**What to do**
Write out all the records exactly, and keep any images out.

[Opening Task inputs section]

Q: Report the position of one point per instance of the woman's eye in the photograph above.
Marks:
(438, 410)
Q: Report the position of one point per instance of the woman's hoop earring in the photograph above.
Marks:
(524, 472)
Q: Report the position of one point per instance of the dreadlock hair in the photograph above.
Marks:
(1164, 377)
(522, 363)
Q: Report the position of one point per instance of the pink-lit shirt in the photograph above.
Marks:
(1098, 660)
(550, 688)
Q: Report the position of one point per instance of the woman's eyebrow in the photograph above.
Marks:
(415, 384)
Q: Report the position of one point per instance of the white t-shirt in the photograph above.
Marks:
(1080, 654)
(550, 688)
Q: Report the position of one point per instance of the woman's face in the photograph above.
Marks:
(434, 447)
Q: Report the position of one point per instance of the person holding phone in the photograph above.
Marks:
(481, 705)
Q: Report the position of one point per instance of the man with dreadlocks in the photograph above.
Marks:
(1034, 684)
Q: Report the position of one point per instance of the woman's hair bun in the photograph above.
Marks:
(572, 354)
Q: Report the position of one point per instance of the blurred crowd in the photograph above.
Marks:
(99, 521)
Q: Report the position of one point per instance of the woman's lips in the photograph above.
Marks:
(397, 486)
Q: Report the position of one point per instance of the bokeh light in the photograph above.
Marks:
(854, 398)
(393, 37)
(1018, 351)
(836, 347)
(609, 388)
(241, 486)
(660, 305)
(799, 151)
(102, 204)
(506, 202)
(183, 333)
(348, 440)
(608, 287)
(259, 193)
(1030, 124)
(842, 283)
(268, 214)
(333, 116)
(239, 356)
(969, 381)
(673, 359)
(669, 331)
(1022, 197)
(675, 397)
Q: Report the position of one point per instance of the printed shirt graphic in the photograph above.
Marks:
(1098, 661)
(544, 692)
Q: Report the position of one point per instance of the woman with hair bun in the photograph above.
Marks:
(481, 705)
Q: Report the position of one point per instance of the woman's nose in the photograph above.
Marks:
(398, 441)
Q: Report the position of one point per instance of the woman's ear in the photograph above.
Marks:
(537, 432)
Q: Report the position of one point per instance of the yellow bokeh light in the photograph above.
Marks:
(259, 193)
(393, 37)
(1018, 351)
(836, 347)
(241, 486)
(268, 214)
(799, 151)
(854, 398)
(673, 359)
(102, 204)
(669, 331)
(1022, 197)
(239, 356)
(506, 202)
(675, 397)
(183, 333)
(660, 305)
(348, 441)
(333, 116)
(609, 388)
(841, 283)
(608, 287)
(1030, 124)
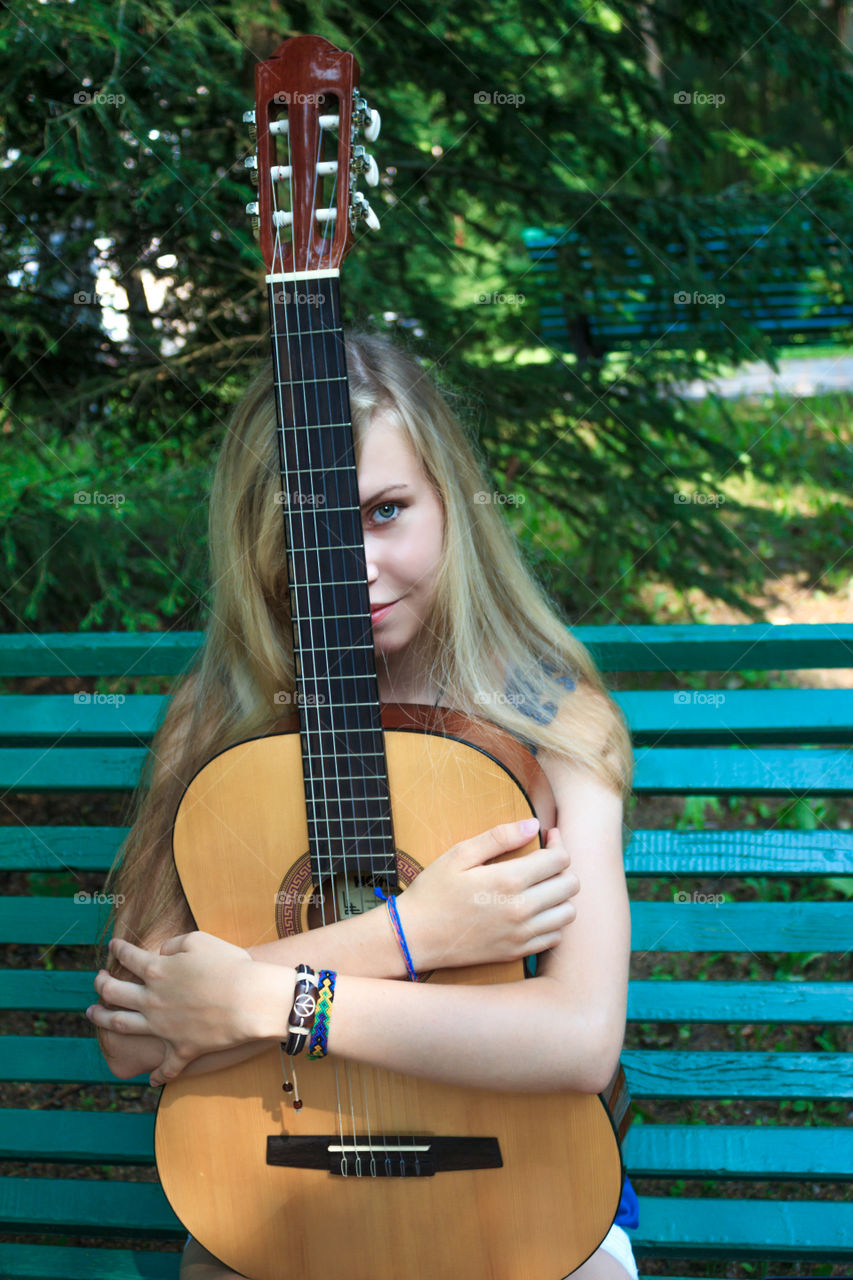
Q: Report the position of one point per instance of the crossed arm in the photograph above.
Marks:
(201, 1002)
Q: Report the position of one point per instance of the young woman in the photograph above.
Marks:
(460, 622)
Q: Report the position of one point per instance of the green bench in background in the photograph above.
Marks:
(628, 309)
(753, 743)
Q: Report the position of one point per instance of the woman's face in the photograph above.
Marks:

[Closing Task inputs section]

**Expected answer**
Q: Report the position of one point per instance of the woman's eye in the photograph above.
Marks:
(438, 410)
Q: Report the position of one point per instance of the woman's hoop earring in the photograph above.
Marks:
(524, 472)
Q: Report the position of one point per instance of the dreadlock hair in the photograph above.
Marks:
(1164, 377)
(522, 363)
Q: Report the position of one point per instance of the pink-lit shirt in the photograph above.
Marks:
(1098, 660)
(550, 688)
Q: Report the position of one point per instance of the woman's eyebrow in the photograph above.
Marks:
(415, 384)
Q: Report the position of one point per instance of the white t-shirt in the photograph above.
Marks:
(1080, 654)
(550, 688)
Q: Report the position of one point per instance of the woman's face in the photograph above.
Marks:
(434, 447)
Q: Report the position of one point per instance of the person holding phone in the photograph above.
Marks:
(481, 705)
Q: Report the position of one point per instance of the man with dreadlocks in the photograph above.
Marks:
(1034, 684)
Q: Report the position of one point per instance of the woman's hair bun in the photograph above.
Marks:
(572, 354)
Q: Report the position of one point per instance of the blurred crowd in the photograph above.
Marks:
(99, 521)
Q: Report the position of one point per instance of the woman's lips in the photograph above.
Marks:
(397, 486)
Q: Report the position of one point per instance of the bokeh light in the photograph above.
Marks:
(854, 398)
(393, 37)
(1018, 351)
(836, 347)
(609, 388)
(241, 486)
(660, 305)
(799, 151)
(102, 204)
(506, 202)
(183, 333)
(348, 440)
(608, 287)
(259, 193)
(1030, 124)
(842, 283)
(268, 214)
(333, 116)
(239, 356)
(969, 381)
(673, 359)
(669, 331)
(1022, 197)
(675, 397)
Q: Report the position of one point per instance of the printed shirt graphic in the photograph above.
Marks:
(1098, 661)
(544, 692)
Q: Report the position of one point per instance of the woman with hair bun in the photograph above.
Marks:
(481, 705)
Q: Report the position of one point per instance of the woman's nose in the photograph above.
Marks:
(398, 441)
Q: Report the position of one point per instance of the woman's ear in the photograph above.
Marks:
(537, 432)
Q: Report the position of one point per instance of the yellow bokeh light in the photograph above.
Marks:
(259, 193)
(393, 37)
(1018, 351)
(836, 347)
(241, 486)
(268, 214)
(799, 151)
(854, 398)
(673, 359)
(102, 204)
(669, 331)
(1022, 197)
(239, 356)
(506, 202)
(675, 397)
(183, 333)
(660, 305)
(348, 441)
(333, 116)
(609, 388)
(841, 283)
(608, 287)
(1030, 124)
Q: Report the position of one point per instance of the crossed arm in the photograph above.
Marks:
(201, 1002)
Q: Report the position of one point per instance of the young woman in the photograph above.
Marks:
(460, 622)
Q: Report the position of one point per instance of the green bench in background in the photograph above.
Marks:
(628, 309)
(753, 743)
Q: Report the position of one point per instance of the woman's face in the photograph above.
Marks:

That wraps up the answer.